Aim of the task:
Return each line of the records below that contains the word "goalkeeper".

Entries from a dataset
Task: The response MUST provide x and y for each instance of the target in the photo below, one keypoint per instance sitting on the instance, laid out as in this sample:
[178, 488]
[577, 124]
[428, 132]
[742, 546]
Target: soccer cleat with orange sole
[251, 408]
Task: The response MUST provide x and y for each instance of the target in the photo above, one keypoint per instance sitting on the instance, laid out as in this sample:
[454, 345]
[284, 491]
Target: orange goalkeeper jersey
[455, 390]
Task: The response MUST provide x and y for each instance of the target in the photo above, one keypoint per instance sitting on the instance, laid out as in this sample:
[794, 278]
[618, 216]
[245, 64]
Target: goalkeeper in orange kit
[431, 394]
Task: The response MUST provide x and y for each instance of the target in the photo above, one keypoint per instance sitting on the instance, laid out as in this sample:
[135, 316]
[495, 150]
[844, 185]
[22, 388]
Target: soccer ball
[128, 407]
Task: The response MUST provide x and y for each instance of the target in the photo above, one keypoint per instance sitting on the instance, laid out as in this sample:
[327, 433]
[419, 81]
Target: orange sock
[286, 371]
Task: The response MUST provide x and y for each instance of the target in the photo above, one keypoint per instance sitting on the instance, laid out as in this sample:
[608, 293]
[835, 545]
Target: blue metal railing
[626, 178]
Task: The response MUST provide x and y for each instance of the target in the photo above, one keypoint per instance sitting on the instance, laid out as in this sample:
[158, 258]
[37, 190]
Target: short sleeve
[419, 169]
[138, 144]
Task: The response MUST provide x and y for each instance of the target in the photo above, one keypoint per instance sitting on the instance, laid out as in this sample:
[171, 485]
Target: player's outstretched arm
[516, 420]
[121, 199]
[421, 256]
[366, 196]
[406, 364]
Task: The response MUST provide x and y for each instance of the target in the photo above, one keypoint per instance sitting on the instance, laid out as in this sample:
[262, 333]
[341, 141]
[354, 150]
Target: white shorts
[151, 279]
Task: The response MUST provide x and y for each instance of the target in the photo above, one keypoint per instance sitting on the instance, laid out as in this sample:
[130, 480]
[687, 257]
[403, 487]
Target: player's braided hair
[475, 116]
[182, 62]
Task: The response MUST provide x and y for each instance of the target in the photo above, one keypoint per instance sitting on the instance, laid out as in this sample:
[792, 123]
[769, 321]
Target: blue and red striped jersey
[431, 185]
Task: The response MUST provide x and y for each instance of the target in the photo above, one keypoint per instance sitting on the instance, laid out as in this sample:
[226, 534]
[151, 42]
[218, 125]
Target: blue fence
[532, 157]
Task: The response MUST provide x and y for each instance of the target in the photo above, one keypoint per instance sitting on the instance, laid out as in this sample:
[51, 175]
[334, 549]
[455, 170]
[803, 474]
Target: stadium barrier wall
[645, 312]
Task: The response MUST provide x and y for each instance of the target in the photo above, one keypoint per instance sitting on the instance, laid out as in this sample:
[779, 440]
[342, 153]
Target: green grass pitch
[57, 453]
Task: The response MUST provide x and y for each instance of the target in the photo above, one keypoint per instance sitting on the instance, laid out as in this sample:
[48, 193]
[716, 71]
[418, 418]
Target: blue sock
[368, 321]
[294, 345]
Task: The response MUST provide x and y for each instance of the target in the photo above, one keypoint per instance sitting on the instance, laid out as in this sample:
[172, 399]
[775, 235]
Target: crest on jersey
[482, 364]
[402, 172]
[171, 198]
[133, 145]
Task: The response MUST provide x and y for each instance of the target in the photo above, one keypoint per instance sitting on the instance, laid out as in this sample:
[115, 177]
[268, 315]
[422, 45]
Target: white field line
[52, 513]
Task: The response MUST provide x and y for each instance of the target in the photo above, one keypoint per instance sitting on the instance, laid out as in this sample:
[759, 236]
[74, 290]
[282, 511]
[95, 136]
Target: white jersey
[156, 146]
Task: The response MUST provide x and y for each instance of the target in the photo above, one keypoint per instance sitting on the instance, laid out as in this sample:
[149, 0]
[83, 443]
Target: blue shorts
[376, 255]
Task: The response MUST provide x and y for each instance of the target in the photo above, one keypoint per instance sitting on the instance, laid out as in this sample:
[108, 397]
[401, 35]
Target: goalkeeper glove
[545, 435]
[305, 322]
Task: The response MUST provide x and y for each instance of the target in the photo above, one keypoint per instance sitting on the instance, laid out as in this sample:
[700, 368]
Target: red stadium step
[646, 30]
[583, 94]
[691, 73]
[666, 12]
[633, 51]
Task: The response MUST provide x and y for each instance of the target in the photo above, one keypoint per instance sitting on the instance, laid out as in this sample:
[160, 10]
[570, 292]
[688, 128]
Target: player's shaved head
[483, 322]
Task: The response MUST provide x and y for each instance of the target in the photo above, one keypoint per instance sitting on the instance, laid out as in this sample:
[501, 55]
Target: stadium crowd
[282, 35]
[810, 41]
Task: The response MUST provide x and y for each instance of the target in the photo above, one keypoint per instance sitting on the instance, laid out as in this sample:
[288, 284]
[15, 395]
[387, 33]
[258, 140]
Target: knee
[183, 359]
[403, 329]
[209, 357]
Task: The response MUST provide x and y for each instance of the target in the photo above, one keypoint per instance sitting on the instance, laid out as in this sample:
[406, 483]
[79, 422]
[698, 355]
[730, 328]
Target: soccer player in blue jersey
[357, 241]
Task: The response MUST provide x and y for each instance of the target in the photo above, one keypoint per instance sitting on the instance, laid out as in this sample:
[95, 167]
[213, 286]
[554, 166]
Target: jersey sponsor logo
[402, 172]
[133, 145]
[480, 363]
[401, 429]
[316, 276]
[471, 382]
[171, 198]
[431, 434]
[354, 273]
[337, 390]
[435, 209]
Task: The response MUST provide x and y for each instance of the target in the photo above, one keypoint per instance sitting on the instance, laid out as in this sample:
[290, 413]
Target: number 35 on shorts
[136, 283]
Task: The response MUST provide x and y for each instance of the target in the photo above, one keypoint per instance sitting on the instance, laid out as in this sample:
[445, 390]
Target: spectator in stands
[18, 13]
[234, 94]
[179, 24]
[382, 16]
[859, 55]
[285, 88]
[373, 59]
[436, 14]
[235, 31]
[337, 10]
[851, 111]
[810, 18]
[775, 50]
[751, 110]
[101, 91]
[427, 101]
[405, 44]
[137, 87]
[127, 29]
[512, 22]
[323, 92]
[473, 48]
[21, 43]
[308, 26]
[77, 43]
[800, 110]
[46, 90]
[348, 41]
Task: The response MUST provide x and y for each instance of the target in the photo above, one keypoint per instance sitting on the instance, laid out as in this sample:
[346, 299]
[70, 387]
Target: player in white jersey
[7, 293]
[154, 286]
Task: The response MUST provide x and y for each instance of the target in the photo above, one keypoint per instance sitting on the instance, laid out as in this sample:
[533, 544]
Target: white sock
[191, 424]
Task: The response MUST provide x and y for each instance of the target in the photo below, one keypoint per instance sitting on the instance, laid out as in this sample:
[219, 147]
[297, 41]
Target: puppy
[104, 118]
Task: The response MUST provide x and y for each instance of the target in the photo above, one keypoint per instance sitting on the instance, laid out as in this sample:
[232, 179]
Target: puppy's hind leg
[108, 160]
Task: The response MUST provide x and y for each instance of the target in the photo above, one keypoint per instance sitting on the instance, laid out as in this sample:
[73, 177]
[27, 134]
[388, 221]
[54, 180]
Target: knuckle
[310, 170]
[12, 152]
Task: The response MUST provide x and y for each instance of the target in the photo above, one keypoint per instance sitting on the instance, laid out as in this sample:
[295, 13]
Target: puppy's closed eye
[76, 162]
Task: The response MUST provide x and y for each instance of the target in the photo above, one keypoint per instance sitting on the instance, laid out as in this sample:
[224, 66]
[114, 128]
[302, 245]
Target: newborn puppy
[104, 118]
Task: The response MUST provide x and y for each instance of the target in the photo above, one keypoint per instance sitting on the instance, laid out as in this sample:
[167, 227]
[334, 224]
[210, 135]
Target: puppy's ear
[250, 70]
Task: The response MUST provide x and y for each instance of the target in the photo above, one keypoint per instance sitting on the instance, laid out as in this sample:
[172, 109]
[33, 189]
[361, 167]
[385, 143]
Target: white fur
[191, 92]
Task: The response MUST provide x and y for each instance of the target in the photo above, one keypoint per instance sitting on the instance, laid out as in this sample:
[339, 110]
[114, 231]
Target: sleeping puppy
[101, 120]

Final result:
Target: orange goalkeeper jersey
Target: goalkeeper in orange kit
Target: goalkeeper glove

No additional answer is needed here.